Problem:
Pull out every line of the data below that contains the word "coat", copying each one in full.
* Begin Data listing *
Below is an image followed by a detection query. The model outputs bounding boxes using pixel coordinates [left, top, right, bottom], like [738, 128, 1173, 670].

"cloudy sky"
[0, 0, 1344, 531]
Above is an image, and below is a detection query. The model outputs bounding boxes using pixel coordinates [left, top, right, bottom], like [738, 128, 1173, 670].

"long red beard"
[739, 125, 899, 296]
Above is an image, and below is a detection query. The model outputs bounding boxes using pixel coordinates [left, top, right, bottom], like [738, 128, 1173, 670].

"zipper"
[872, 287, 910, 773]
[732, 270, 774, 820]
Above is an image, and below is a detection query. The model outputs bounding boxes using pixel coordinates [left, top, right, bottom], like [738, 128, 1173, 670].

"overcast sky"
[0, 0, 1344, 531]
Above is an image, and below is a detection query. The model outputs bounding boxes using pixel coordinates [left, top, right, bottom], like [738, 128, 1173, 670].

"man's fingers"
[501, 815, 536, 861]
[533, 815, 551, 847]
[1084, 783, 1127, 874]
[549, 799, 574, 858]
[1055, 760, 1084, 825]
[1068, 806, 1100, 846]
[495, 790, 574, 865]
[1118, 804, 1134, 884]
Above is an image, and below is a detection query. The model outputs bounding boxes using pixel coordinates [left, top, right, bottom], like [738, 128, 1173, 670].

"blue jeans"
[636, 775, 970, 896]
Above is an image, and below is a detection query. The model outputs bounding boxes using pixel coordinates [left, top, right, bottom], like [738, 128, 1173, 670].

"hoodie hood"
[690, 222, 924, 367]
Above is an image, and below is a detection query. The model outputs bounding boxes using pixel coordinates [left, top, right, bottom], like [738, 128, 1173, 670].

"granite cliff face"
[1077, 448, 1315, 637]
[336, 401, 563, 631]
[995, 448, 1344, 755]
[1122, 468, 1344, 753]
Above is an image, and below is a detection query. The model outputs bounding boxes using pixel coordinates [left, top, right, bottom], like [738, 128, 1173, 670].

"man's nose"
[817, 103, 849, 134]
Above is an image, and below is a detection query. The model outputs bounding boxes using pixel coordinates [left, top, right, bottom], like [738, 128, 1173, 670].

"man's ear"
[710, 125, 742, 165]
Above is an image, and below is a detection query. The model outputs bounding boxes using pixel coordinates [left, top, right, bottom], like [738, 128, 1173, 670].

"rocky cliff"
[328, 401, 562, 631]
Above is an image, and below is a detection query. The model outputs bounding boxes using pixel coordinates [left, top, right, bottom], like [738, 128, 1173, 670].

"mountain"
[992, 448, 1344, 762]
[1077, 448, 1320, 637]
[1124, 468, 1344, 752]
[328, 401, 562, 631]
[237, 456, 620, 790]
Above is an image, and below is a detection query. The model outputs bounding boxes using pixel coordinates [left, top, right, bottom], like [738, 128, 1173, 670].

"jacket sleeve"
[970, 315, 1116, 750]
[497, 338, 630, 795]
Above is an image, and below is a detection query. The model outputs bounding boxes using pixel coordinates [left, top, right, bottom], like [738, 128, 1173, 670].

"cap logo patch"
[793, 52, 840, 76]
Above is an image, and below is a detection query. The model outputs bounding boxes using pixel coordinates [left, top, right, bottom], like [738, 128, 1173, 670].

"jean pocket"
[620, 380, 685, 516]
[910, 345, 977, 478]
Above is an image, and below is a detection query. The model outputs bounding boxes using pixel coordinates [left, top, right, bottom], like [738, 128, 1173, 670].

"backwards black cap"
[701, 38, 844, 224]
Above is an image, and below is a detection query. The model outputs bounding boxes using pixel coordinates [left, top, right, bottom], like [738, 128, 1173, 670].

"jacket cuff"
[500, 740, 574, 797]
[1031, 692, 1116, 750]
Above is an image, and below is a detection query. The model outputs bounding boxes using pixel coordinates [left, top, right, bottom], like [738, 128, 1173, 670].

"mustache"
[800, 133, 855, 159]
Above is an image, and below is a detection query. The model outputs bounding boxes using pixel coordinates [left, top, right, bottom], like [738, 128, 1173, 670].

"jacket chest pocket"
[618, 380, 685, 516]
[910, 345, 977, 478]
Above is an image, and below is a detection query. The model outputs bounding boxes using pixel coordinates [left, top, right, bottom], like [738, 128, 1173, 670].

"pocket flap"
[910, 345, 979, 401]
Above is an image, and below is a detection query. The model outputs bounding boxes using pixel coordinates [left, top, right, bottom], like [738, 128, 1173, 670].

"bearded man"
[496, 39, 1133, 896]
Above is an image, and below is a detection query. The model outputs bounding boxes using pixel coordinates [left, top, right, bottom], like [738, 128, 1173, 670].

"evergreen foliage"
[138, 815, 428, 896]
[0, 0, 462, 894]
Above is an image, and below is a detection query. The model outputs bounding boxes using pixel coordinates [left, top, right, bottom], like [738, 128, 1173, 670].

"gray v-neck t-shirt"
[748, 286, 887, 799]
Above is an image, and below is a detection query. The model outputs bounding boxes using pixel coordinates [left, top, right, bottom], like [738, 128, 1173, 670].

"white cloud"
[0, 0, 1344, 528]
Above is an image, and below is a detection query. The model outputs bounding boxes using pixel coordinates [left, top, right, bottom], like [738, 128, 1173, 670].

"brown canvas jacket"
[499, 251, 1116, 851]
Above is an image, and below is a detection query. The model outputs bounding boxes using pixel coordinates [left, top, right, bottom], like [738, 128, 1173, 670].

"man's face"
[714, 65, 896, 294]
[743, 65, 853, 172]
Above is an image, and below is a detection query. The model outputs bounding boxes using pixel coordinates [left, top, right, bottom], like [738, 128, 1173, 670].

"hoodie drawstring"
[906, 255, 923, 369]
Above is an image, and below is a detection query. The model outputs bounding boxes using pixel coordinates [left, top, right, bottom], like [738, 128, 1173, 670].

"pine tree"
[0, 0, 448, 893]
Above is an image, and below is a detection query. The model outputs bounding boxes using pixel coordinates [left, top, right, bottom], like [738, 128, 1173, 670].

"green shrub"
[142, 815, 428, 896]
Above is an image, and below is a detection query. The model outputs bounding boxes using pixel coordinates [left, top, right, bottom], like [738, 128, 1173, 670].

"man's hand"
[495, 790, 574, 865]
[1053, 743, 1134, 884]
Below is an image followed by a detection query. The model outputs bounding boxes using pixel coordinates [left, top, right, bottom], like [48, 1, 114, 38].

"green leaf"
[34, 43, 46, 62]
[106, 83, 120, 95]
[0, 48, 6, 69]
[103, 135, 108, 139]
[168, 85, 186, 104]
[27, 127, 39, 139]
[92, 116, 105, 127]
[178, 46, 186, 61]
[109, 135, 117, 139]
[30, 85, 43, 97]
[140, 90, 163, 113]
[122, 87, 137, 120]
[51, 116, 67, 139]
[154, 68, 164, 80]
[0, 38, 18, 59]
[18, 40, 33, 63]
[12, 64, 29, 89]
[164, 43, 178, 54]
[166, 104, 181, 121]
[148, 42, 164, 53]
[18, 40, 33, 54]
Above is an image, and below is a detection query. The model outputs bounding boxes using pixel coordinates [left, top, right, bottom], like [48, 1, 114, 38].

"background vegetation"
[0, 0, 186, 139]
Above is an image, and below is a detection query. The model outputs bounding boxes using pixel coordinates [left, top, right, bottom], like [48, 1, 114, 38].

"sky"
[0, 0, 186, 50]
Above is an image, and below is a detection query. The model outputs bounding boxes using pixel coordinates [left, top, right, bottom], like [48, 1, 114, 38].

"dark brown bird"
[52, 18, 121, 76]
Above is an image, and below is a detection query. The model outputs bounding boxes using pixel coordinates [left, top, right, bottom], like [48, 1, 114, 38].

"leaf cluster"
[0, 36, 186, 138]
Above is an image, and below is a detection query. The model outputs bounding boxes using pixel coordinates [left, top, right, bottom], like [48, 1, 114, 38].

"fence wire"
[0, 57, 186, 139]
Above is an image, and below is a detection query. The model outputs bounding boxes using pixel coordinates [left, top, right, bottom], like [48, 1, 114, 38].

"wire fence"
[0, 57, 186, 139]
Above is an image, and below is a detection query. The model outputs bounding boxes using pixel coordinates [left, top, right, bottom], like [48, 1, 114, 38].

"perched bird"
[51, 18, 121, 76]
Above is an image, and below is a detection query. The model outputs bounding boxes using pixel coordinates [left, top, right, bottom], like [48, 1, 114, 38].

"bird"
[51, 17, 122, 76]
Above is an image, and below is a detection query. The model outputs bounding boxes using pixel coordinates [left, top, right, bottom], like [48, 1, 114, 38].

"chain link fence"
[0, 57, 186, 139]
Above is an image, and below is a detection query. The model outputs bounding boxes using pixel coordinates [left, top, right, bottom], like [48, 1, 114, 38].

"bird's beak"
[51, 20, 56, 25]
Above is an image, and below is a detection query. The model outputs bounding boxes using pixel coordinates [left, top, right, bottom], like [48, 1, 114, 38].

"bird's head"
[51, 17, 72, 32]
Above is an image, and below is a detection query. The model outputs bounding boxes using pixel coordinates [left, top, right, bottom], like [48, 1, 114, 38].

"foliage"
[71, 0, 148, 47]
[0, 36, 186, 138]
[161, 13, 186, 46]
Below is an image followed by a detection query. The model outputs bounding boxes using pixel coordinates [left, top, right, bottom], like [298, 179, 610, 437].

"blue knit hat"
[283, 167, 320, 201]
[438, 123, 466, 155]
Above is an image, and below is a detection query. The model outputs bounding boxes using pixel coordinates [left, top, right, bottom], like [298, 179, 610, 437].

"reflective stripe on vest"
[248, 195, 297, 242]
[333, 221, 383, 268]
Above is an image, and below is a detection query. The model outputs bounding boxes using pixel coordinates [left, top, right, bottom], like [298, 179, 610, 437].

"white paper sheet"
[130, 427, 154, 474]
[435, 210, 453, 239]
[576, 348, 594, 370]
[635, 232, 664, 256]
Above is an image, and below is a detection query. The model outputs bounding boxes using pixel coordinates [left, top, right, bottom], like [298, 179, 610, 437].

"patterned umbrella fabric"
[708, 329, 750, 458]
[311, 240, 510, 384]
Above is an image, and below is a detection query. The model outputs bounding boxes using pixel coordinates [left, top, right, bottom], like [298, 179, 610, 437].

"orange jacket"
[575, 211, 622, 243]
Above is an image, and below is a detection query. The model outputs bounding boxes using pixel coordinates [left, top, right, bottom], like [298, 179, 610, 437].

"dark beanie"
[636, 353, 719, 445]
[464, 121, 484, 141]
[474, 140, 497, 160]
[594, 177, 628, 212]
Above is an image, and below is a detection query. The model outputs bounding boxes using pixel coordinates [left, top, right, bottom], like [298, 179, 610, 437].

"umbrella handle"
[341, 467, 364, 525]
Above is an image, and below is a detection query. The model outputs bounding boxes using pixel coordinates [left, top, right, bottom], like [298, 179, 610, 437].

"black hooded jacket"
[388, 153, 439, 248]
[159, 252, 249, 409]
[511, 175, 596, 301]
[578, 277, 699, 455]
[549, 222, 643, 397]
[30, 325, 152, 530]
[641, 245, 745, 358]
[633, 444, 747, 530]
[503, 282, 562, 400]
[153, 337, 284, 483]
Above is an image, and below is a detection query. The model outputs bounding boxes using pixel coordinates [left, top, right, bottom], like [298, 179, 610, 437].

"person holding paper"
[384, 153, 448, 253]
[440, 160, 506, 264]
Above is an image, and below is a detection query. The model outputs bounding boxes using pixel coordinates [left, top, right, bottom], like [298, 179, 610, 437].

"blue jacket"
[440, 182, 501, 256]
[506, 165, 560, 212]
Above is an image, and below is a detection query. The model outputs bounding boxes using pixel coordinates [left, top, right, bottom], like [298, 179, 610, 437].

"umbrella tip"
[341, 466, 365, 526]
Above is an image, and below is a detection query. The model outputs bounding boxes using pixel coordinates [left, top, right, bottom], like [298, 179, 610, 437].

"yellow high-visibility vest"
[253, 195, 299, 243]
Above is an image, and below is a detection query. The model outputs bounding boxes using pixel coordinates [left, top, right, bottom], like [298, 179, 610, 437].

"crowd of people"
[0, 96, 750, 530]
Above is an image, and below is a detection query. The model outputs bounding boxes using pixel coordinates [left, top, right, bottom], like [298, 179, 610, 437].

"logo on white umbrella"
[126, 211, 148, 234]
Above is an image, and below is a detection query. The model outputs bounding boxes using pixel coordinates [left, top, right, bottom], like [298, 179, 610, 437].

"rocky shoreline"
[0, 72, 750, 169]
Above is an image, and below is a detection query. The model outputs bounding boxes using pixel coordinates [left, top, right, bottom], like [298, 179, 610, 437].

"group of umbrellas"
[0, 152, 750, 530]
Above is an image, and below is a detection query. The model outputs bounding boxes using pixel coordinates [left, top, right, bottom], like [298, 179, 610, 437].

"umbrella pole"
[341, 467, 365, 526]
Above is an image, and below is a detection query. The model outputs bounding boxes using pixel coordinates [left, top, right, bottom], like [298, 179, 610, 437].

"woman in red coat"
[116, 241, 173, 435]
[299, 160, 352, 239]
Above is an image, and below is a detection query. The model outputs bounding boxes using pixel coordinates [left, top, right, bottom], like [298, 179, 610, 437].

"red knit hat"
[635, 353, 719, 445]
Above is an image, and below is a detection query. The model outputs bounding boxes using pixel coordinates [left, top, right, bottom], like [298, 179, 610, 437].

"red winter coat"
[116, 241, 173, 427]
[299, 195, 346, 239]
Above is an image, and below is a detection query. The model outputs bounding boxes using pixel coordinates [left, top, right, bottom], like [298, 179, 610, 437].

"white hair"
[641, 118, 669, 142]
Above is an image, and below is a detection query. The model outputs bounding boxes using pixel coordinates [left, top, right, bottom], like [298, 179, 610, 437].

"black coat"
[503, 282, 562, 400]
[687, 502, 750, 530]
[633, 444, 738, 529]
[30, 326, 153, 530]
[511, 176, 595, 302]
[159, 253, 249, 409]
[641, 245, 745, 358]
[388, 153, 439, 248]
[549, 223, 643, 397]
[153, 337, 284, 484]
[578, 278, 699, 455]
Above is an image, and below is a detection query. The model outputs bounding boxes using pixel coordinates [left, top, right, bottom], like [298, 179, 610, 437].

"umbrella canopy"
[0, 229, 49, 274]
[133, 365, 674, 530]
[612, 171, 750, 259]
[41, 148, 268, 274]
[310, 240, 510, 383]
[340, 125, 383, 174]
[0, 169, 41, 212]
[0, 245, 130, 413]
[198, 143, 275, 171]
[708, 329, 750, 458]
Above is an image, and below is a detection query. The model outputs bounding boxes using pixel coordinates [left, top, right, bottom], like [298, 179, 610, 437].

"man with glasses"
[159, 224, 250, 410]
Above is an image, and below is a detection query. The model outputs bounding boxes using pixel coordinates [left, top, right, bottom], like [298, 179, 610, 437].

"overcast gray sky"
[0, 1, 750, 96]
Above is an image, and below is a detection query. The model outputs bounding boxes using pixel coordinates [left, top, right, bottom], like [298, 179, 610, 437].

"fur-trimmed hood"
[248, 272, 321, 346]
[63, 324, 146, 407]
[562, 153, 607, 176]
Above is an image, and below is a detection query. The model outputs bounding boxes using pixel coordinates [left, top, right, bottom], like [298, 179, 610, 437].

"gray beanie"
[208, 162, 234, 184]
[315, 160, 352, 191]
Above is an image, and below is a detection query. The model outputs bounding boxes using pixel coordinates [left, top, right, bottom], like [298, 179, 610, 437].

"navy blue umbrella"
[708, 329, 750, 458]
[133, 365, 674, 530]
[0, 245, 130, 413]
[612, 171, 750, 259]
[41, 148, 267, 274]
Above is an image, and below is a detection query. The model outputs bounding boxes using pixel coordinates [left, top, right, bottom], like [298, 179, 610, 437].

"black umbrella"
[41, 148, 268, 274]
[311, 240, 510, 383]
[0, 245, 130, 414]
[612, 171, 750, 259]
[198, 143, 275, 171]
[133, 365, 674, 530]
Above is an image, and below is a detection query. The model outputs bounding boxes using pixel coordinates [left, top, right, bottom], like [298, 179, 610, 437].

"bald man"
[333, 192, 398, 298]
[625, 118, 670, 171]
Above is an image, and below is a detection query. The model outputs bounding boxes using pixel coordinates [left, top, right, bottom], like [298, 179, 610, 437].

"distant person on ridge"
* End Data listing *
Written response:
"woman in red coat"
"red winter coat"
"black coat"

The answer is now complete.